Rewrite the stretch from the line containing "of the turbine" through the line containing "Target: turbine tower", changing "sample" to "template" and leaving everything else as it is. Give only those lines.

→ **Data provided**
____________
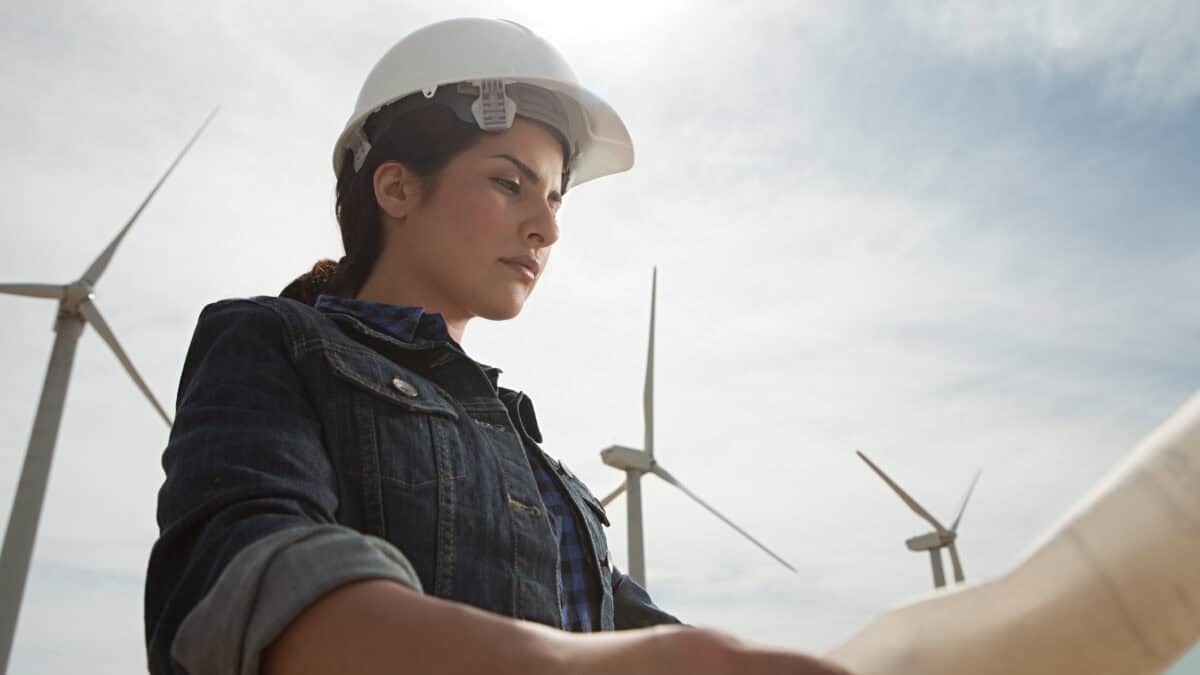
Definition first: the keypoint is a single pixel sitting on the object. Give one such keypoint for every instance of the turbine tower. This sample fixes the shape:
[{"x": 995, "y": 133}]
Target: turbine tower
____________
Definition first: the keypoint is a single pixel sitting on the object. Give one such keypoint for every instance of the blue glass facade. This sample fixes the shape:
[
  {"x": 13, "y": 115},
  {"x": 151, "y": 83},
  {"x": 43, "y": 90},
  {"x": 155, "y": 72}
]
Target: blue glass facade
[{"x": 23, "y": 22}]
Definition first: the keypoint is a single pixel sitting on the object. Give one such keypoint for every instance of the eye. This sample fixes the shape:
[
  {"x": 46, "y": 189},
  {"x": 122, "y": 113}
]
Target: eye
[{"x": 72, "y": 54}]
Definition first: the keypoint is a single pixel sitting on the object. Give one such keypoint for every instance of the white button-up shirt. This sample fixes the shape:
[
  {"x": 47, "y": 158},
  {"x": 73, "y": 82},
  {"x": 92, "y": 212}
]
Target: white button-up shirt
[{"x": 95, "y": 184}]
____________
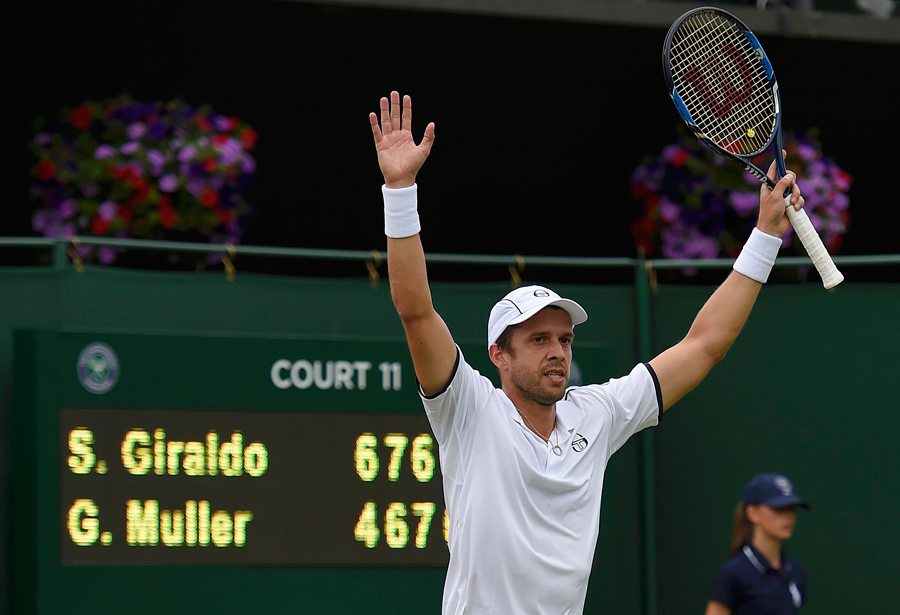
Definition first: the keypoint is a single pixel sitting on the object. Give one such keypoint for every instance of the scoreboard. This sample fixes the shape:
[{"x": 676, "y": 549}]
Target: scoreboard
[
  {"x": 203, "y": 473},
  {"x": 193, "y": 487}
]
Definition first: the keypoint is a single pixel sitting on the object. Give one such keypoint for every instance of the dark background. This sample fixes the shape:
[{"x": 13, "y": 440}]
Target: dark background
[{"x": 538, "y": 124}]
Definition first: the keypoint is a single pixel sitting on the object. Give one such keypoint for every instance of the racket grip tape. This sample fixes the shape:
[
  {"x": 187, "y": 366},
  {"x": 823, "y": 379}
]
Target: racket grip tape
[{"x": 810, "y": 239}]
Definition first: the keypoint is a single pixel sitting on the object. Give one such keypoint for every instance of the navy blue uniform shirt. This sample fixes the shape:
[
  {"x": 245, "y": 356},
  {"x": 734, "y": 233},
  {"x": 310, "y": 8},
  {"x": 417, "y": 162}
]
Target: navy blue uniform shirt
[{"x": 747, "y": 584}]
____________
→ **Worked solution**
Definition first: the keypoint is a single pixel sitting on the object. Give one such keypoint for every instance of the turbine tower. This template fixes the shape:
[{"x": 995, "y": 133}]
Target: turbine tower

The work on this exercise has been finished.